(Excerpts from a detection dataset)
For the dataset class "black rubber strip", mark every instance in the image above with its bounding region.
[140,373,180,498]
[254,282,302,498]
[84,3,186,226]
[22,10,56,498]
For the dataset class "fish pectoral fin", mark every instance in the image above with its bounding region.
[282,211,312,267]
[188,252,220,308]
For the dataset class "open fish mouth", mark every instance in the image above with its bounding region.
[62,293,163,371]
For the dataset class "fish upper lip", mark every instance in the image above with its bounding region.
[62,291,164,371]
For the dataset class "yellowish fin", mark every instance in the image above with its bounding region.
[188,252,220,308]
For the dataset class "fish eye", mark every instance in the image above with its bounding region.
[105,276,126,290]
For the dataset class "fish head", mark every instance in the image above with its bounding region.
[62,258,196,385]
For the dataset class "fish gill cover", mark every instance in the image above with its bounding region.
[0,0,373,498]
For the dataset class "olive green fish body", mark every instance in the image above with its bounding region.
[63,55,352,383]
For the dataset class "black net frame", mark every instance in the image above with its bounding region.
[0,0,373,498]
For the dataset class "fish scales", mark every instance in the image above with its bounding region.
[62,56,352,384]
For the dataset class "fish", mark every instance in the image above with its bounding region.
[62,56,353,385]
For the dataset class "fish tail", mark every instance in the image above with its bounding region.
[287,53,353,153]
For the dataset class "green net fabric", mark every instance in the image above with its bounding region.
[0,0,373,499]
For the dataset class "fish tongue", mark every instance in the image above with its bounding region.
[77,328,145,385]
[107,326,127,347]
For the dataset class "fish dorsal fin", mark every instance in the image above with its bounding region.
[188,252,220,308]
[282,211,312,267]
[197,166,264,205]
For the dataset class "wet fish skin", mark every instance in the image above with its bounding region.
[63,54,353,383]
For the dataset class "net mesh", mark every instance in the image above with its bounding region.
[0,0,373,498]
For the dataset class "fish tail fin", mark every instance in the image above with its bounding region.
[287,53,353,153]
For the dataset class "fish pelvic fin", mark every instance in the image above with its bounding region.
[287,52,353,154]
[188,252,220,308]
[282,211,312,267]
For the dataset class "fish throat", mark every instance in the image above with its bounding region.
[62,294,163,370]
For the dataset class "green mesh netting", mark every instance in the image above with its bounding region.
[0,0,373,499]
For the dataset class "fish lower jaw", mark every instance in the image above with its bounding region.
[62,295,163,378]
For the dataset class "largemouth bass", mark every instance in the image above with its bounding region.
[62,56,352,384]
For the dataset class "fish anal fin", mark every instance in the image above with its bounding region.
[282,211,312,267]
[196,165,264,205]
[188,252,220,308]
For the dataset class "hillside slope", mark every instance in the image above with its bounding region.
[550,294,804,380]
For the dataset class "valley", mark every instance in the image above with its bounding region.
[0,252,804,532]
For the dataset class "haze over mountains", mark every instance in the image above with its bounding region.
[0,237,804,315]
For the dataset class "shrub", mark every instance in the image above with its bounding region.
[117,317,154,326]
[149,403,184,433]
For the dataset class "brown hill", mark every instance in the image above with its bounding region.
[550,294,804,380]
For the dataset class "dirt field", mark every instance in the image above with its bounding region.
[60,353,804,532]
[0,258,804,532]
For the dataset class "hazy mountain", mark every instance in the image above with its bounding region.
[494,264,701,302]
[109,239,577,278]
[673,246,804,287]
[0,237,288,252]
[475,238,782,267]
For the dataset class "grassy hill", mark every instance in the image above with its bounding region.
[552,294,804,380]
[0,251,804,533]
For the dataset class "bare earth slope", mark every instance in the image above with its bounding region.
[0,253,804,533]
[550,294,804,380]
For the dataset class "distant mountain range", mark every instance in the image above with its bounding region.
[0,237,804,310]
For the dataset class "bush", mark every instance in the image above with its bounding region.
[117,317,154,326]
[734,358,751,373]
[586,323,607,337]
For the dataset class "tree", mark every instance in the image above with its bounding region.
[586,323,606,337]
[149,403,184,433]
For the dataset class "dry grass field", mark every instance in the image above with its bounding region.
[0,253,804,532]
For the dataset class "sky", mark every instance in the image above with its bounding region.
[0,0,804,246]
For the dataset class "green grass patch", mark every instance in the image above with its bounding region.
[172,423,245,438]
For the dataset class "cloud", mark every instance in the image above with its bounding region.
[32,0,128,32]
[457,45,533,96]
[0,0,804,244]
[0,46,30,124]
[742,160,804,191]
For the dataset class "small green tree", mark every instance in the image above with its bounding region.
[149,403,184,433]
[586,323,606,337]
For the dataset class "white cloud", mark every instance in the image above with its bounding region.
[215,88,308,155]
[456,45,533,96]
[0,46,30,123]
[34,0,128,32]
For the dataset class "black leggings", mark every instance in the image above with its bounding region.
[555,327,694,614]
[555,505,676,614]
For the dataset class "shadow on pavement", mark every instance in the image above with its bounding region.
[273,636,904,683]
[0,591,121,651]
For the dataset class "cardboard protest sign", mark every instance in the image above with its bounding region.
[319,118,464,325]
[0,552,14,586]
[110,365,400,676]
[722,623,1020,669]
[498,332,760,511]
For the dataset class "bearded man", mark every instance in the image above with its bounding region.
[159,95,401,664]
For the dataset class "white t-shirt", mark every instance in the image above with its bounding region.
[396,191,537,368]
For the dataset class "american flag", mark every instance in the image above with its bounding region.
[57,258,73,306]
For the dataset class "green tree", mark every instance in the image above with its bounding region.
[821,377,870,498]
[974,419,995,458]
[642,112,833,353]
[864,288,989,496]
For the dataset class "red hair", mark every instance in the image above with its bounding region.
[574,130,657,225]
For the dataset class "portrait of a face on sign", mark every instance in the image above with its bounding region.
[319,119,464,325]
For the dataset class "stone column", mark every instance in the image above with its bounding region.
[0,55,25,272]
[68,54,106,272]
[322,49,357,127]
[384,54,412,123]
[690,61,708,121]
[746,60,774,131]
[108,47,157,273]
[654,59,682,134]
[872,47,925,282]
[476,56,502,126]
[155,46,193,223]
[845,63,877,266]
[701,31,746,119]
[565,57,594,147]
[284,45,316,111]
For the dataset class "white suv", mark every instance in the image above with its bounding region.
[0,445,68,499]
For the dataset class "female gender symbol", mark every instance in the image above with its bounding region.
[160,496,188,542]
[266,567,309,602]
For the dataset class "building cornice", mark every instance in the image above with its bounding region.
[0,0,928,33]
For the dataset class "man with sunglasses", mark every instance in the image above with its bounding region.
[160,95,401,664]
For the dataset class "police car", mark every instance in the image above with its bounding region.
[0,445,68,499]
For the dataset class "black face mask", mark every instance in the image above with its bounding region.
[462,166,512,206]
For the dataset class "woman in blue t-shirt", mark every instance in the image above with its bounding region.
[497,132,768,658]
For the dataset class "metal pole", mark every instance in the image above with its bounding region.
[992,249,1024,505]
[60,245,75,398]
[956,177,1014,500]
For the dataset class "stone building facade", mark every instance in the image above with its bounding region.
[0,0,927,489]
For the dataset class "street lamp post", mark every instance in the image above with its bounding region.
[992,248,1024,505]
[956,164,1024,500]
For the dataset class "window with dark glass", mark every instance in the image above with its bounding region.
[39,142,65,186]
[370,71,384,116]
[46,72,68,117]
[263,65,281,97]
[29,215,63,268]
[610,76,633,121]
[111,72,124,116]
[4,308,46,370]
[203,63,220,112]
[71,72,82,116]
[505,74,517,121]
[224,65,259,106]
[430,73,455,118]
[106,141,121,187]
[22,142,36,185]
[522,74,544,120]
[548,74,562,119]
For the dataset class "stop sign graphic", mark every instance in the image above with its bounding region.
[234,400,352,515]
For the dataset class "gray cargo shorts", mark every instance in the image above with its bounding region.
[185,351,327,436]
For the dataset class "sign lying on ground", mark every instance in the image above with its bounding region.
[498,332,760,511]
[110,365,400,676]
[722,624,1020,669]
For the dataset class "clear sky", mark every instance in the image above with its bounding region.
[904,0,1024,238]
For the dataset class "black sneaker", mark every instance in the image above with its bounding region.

▶ _What the task requires_
Please select every line in the listing above that contains the string "shirt", and copy those lines out.

▶ _Output_
For the dataset class "white t-shirt", mark every instance in the image above with its bounding region.
For the dataset class "woman in blue t-shirt", mark every instance in the image above with its bounding region.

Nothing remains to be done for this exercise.